Instructions.
**A)** Please return the part of the notes on randomized algorithms that opens with the words containing "Question: Prove that" and closes with "before we stop?", copied word for word.
**B)** In the notes on randomized algorithms, why is each repeated run of the algorithm done with fresh randomness? Answer in one to three sentences.
**C)** According to the notes on randomized algorithms, how much time does one round spend checking whether the output is sorted?

The O(n^2) time implementation -- where each contraction is implemented in
O(n) time -- goes through unchanged. The extension of the method based on
Kruskal's algorithm and finding MSTs requires a little more effort. (Bonus
problem: can you figure out how to extend the Kruskal-based algorithm to
the weighted setting?)
Question 2: (Going from Monte Carlo to Las Vegas)
-------------------------------------------------
Suppose you had a (Monte Carlo) randomized algorithm WeirdSort that
takes an unsorted array I of elements as input, and outputs another
array O. The algorithm always runs in time T(n), and the output O is
always some permuted version of the input I. Moreover, we know that
Pr[ output O is in sorted order ] >= p.
So the algorithm does the right thing with probability at least p.
Remember: this probability is over the randomness of the algorithm and
holds for every input I.
Question: Prove that you can convert such an algorthm into a (Las Vegas)
randomized sorting algorithm that has expected running time O((T(n)+n) *
1/p).
(Recall that the definition of Las Vegas algorithms means we always
have to output a *sorted* array containing the elements of the input
array A, but now the runtime of the Las Vegas algorithm is a random
variable.)
Any ideas?
The simplest idea works: try the algorithm once, see if the output is
sorted, and if not, repeat the process (with fresh randomness, so that
the outcome is independent of the previous rounds). One "round" of the
algorithm takes T(n) time to run the algorithm once, and O(n) time to
check if the output is sorted. What is the expected number of rounds we
will take before we stop?
Well, each run of the algorithm succeeds (independently of the past
runs) with probabability at least p, so it's as though we are flipping a
coin with bias (probability of heads) at least p and want to know the
expected number of flips before we see a heads. From previous classes,
we know this is at most 1/p.
Multiplying the two, the expected running time is
( T(n) + O(n) ) * (1/p).
[[In case you haven't seen it before, here is a brute force calculation
showing that the expected number of flips before we see a heads is 1/p,
when the bias is p. Let N be the random variable denoting the number of
flips until the first head when flipping a coin with heads probability
exactly p. Then
E[N]
= \sum_{i >= 0} (i * Pr[ we first succeed in the i^{th} round ] )
= \sum_{i >= 0} (i * (1-p)^{i-1} * p ) <---- (!)
But note that (1-p)E[N] is then
= \sum_{i >= 0} (i * (1-p)^{i} * p )

Entries provided.
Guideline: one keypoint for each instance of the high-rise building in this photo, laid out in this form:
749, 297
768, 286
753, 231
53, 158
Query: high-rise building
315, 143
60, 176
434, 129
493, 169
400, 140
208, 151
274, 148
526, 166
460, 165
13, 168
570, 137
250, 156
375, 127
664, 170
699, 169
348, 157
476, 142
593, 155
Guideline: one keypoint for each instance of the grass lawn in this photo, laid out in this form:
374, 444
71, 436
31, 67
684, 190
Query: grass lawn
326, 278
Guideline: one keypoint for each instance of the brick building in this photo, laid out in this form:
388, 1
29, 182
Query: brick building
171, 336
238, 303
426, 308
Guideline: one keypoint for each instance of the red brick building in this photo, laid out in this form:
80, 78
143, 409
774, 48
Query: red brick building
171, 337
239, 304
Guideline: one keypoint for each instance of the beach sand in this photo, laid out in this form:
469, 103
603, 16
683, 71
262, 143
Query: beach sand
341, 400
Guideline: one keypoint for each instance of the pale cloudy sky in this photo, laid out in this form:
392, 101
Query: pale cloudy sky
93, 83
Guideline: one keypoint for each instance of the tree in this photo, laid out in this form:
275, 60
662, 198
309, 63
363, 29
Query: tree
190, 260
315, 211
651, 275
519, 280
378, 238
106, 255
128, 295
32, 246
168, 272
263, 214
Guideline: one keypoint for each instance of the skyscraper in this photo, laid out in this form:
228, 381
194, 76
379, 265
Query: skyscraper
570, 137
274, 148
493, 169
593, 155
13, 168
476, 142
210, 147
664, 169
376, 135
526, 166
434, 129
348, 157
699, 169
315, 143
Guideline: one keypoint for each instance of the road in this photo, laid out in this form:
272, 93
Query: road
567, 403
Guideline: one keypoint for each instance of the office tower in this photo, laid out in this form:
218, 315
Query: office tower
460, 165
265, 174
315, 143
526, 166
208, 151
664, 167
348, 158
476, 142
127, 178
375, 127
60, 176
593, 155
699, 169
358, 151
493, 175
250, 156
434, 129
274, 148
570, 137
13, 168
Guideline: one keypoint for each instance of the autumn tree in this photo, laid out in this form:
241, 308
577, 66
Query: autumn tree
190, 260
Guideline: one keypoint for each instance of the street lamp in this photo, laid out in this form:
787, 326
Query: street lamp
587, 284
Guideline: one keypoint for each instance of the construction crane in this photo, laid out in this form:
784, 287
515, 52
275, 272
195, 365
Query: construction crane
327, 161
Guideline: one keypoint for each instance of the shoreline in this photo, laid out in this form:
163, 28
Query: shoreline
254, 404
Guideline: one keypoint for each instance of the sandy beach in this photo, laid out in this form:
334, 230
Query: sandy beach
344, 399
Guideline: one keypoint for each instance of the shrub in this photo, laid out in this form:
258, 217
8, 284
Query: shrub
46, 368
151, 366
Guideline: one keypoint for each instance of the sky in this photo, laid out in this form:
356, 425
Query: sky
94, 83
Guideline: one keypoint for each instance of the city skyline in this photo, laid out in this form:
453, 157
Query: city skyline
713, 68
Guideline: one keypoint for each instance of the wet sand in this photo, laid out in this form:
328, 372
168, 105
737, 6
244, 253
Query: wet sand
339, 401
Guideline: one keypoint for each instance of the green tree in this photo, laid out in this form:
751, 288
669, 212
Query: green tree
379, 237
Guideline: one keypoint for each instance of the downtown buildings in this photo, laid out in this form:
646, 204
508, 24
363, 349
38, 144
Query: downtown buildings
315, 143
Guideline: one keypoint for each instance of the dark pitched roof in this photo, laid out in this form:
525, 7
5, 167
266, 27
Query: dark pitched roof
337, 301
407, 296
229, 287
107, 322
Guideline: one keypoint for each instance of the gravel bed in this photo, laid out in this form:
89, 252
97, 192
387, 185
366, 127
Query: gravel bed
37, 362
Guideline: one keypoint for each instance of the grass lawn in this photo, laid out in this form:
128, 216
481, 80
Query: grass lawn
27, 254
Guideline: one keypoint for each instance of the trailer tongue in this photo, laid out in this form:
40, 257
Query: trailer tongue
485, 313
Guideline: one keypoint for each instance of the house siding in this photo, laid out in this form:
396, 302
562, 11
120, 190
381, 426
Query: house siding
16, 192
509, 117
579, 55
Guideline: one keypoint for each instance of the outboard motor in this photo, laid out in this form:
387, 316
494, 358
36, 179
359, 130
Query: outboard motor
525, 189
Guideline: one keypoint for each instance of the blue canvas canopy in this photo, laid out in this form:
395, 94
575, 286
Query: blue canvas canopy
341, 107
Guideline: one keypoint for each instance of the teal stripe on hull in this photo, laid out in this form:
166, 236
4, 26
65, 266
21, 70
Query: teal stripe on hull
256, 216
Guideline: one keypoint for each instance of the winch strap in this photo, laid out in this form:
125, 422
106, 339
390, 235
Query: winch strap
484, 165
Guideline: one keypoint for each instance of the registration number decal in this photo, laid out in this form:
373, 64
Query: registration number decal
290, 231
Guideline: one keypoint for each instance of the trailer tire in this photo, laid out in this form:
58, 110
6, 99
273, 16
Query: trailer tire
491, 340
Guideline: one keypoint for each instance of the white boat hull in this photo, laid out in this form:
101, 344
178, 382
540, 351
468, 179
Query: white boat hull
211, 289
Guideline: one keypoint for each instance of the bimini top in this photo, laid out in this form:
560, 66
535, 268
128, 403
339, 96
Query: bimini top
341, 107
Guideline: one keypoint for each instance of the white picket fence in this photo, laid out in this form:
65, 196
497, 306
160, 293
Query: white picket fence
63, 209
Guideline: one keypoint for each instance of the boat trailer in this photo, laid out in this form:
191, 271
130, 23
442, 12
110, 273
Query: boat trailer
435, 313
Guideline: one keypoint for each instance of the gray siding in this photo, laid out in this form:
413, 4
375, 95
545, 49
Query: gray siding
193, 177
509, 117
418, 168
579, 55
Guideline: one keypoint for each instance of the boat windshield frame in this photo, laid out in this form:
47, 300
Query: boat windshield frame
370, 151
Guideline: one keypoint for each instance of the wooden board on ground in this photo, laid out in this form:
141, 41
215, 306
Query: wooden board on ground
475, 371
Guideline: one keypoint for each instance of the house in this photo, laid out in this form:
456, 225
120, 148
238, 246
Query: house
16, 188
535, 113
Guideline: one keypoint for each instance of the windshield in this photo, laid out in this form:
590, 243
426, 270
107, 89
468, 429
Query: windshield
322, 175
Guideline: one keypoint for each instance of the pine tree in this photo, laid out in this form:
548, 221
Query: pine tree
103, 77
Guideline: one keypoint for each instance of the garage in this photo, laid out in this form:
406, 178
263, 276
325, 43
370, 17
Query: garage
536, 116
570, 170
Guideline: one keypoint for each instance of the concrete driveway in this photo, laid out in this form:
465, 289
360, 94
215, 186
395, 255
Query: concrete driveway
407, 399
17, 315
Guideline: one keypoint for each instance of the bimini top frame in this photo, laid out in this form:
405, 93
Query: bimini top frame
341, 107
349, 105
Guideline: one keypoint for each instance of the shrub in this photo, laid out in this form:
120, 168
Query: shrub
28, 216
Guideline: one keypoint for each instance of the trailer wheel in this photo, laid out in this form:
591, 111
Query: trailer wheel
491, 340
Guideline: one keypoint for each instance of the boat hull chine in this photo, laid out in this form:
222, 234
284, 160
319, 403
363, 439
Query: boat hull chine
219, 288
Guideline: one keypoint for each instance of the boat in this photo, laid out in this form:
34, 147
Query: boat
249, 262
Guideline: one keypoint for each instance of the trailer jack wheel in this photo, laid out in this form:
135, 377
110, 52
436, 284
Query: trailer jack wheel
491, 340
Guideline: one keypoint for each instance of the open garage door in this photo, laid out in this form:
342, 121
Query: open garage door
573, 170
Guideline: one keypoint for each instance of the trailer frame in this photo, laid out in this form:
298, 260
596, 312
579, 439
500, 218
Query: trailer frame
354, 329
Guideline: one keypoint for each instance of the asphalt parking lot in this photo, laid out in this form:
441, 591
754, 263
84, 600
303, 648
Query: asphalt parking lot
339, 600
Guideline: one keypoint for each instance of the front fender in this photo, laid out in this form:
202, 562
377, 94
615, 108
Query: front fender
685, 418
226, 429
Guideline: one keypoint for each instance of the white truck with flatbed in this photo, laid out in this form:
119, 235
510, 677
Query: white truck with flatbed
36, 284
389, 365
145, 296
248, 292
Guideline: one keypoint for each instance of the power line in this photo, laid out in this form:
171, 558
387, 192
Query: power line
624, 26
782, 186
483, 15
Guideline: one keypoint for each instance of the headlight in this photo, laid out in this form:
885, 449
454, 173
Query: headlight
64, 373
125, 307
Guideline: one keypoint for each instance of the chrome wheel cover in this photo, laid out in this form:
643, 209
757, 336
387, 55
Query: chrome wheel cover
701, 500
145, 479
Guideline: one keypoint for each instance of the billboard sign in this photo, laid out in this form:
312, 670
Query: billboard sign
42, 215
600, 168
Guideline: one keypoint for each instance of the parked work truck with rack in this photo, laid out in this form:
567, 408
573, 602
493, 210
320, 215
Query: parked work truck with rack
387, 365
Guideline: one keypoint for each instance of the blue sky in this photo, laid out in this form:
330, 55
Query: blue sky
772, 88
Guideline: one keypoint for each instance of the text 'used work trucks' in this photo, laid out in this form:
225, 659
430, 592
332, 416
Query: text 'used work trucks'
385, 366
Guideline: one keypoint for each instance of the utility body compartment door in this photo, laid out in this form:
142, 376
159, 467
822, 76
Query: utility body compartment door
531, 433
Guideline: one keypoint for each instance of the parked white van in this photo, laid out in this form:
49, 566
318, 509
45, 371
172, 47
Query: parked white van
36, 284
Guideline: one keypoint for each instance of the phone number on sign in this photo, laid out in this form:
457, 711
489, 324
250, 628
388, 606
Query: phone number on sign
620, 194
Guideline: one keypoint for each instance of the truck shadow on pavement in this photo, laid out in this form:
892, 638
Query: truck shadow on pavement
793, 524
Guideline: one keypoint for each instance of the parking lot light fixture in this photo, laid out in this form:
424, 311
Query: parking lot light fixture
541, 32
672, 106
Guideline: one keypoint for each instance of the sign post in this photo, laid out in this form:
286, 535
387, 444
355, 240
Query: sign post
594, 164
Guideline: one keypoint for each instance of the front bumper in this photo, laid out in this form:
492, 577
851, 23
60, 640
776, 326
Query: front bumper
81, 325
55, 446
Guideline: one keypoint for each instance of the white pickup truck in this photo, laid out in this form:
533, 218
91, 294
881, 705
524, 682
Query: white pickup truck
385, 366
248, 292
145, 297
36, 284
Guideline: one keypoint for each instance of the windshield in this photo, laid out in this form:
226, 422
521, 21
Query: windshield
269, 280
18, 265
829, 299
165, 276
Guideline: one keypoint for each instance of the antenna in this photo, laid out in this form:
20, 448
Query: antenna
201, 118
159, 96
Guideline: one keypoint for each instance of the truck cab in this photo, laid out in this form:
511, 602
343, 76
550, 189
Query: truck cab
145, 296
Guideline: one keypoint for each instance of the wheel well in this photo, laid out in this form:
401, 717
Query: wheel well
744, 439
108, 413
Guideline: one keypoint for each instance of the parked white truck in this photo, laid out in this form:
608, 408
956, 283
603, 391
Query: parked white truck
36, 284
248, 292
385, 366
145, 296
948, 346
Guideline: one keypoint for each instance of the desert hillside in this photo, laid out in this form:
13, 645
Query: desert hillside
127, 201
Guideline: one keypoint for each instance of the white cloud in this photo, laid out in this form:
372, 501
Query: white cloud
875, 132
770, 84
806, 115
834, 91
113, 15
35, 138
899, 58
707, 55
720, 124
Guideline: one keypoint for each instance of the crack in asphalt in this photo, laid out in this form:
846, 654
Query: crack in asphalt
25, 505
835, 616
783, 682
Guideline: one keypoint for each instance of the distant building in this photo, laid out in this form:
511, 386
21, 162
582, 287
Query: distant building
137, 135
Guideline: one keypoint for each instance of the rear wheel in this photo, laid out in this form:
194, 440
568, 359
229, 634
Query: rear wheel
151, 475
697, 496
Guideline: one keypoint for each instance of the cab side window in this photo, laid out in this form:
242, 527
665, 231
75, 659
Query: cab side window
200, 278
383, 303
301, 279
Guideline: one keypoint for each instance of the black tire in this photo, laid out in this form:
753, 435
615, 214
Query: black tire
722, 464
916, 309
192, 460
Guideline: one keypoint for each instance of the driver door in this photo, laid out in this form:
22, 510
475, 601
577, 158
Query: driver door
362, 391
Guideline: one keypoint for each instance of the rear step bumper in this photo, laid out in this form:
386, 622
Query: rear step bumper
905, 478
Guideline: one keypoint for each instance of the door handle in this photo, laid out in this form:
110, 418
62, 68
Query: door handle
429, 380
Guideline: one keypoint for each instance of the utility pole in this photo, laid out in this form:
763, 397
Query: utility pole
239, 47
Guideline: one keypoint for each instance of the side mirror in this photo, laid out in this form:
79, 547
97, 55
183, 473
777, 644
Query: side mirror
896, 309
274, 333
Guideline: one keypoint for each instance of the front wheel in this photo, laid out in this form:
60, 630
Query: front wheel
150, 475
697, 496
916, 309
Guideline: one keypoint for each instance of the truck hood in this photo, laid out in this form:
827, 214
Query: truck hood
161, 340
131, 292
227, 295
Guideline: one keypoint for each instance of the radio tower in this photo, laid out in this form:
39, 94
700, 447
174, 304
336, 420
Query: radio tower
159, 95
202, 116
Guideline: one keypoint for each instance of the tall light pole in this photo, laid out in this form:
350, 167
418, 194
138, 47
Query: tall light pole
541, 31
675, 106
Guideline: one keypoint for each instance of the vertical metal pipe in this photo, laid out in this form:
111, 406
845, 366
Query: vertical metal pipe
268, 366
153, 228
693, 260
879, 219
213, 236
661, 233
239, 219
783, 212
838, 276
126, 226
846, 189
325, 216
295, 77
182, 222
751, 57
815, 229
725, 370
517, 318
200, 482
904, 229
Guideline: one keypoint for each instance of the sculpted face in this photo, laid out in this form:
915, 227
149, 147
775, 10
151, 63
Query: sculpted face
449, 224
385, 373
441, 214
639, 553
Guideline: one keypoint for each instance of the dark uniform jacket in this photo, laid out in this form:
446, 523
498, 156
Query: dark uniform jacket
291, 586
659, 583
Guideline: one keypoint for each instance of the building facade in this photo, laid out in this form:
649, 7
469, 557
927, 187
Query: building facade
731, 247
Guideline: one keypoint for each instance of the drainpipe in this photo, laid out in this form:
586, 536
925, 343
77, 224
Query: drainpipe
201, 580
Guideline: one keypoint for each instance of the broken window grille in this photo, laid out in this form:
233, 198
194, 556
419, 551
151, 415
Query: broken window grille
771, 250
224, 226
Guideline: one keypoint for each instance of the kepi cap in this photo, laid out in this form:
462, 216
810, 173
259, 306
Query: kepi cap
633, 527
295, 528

Worked answers.
**A)**
Question: Prove that you can convert such an algorthm into a (Las Vegas)
randomized sorting algorithm that has expected running time O((T(n)+n) *
1/p).
(Recall that the definition of Las Vegas algorithms means we always
have to output a *sorted* array containing the elements of the input
array A, but now the runtime of the Las Vegas algorithm is a random
variable.)
Any ideas?
The simplest idea works: try the algorithm once, see if the output is
sorted, and if not, repeat the process (with fresh randomness, so that
the outcome is independent of the previous rounds). One "round" of the
algorithm takes T(n) time to run the algorithm once, and O(n) time to
check if the output is sorted. What is the expected number of rounds we
will take before we stop?

**B)** Fresh randomness makes the outcome of each run independent of the previous rounds. Because of that independence, each run succeeds with probability at least p, like a coin flip with bias at least p, so the expected number of rounds is at most 1/p.

**C)** O(n) time.